* **Given task**: Copy out every record below exactly as written, but leave out any pictures.
┌─ Material provided
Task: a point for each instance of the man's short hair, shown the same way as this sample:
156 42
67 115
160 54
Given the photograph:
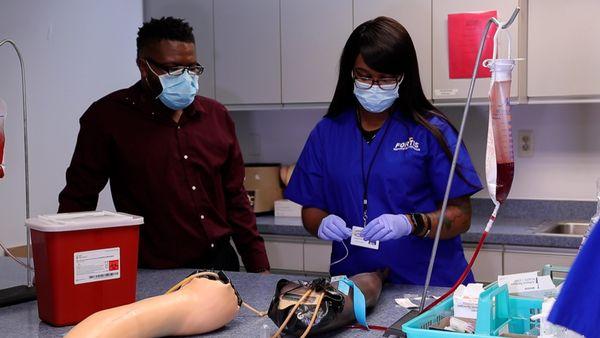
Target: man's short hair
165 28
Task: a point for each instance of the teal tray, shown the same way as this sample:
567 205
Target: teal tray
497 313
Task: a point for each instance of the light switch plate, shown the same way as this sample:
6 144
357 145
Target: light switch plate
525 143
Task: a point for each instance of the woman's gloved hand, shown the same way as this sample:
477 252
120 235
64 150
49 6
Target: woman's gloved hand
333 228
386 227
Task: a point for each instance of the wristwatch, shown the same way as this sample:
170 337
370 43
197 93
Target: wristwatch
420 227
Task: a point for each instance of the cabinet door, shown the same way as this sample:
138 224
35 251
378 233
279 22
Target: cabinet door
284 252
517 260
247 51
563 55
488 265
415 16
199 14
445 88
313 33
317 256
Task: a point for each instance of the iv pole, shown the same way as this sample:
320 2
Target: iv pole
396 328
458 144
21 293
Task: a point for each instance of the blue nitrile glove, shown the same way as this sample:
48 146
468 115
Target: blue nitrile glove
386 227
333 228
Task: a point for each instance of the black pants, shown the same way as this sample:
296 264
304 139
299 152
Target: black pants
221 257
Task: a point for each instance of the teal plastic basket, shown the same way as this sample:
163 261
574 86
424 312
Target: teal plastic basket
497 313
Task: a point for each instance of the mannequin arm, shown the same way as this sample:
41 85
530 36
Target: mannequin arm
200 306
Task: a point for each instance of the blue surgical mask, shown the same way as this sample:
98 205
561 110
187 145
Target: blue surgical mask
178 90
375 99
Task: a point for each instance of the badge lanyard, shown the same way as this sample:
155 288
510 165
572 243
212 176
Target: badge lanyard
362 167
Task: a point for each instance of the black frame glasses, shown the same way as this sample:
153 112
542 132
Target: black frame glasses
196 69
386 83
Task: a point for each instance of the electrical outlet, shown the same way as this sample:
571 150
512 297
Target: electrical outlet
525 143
└─
* **Written answer**:
Task: a point for each instance of the man's short hair, shown the same way as this sample:
156 42
67 115
160 54
Given the photograph:
Target: man's short hair
165 28
Task: a point for each instance of the teal tray, shown the same way as this sample:
567 205
Target: teal tray
497 313
Task: a point for each instance of the light switch plate, shown the same way as this sample:
6 144
357 145
Target: light switch plate
525 143
Task: a point for each instance of the woman's gloved hand, shown the same way as this sample:
477 252
120 235
64 150
49 6
Target: woman's gloved hand
333 228
386 227
Task: a point for each instance of the wristwatch, shown the same way as this sample:
170 337
370 43
197 93
Target: wristwatch
420 227
Task: a point for each instance of the cabinet door, shown the same way as this sample:
138 224
35 251
378 233
279 22
Target: cabinet door
284 252
517 260
247 51
563 55
488 265
415 16
199 14
445 88
313 33
317 256
Task: a point for each instance of the iv pole, shown the same way as this sample:
320 2
Target: iv pole
396 328
458 144
21 293
Task: a point for each instance of the blue nitrile glove, shown the same way as this sample:
48 146
468 115
Target: blue nitrile glove
386 227
333 228
Task: a point for each instance of the black pants, shown the same way as this sample:
296 264
304 139
299 152
Target: black pants
221 257
Task: a point for each instance of the teal plastic basket, shown the same way as this sample:
163 261
574 86
424 312
Target: teal plastic basket
497 313
Task: a point for each instance of the mannequin arm, shown the same way as this sample:
41 85
530 36
Target: mannequin arm
200 306
Task: a point for each instance of the blue surgical mask, shown the same way as this sample:
98 205
561 110
187 145
Target: blue surgical mask
178 90
375 99
Task: a point for each instance of the badge lanyard, shown the same way as this sample:
155 288
510 165
572 243
212 176
Target: badge lanyard
362 167
Task: a point for each instance of the black frame glasses, shown the same way as this sample:
153 112
542 132
Target: black frame glasses
196 69
386 83
Task: a point for each instance of the electrical outlet, shown the same way as this sample:
571 150
512 297
Target: electrical outlet
525 143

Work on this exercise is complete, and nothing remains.